§ TEXT EXTRACT:
• • •
# Repeatedly multiplying digits until a single digit is obtained

I've written code that solves a problem from codewars.com. My code passes all the tests on the codewars site. It's a simple enough problem to solve naïvely, but I would love to improve the structure.

The prompt for the problem is as follows:

Write a function, persistence, that takes in a positive parameter num and returns its multiplicative persistence, which is the number of times you must multiply the digits in num until you reach a single digit.

For example:

persistence(39) => 3  # Because 3*9 = 27, 2*7 = 14, 1*4=4
# and 4 has only one digit.


So my solution follows:

def get_digits(num, digits=[]):
while num > 0:
digits.append(num % 10)
return get_digits(num / 10, digits)
if num == 0:
return digits

def multiply_all(digits, multiplier=1):
while len(digits) > 0:
multiplier = multiplier * digits.pop(0)
return multiply_all(digits, multiplier)
if len(digits) == 0:
return multiplier

def persistence(num, count=0):
while num >= 10:
num = multiply_all(get_digits(num))
count += 1
return persistence(num, count)
• • •
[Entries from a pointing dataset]

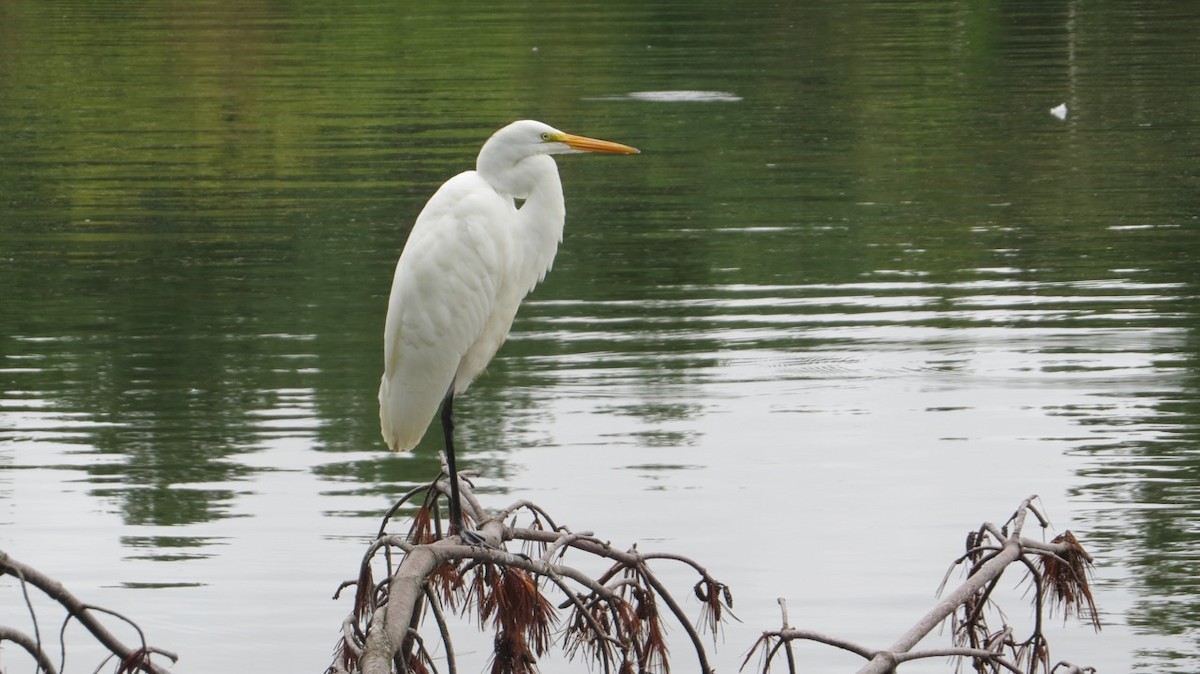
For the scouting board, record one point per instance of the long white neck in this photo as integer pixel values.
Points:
(539, 221)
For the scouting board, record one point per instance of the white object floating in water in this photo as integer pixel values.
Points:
(675, 96)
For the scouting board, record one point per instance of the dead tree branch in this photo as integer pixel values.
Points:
(613, 620)
(1059, 572)
(130, 660)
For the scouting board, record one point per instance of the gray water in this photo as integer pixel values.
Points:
(861, 292)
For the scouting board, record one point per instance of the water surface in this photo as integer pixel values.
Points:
(859, 293)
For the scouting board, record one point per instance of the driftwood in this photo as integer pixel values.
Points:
(1059, 572)
(129, 660)
(616, 619)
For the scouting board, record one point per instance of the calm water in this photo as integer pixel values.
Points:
(859, 293)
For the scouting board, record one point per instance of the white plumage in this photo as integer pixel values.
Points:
(472, 256)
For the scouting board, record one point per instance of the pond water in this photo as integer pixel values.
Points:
(861, 293)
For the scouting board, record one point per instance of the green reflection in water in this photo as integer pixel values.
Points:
(202, 203)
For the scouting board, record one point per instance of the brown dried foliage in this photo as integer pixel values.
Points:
(1067, 581)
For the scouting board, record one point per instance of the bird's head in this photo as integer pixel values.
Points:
(528, 138)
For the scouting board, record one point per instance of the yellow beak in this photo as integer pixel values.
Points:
(585, 144)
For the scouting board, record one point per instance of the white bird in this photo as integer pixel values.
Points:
(480, 245)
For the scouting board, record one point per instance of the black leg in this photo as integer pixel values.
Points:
(456, 523)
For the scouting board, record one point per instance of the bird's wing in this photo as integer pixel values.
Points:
(443, 294)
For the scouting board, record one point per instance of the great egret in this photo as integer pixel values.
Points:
(473, 254)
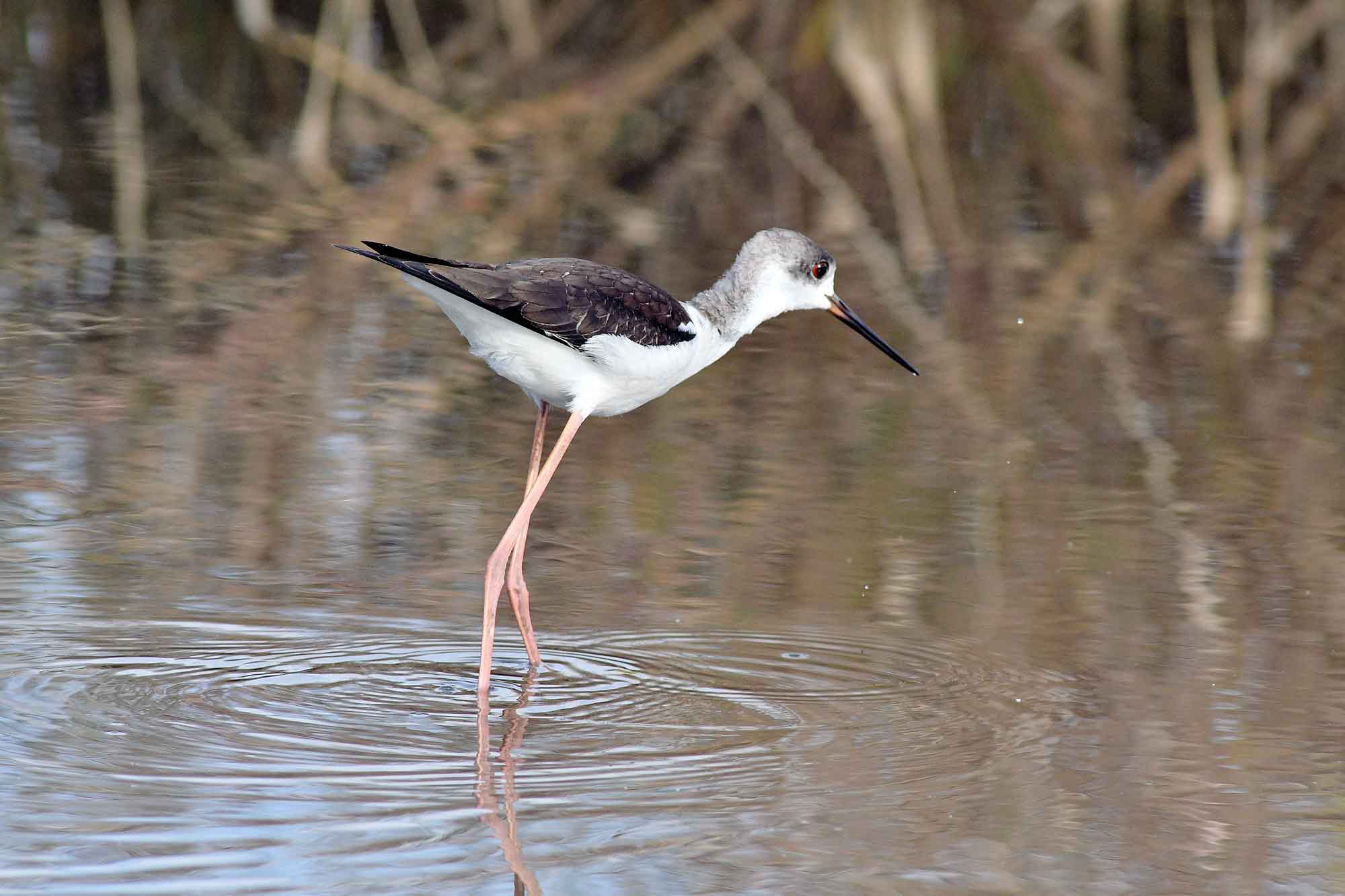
• • •
§ WRITTEN INSTRUCTION: From the post on multiplicative persistence above, reproduce word for word the passage running from "persistence(39) => 3" up to and including "digits.append(num % 10)".

§ SOLVED EXERCISE:
persistence(39) => 3  # Because 3*9 = 27, 2*7 = 14, 1*4=4
# and 4 has only one digit.


So my solution follows:

def get_digits(num, digits=[]):
while num > 0:
digits.append(num % 10)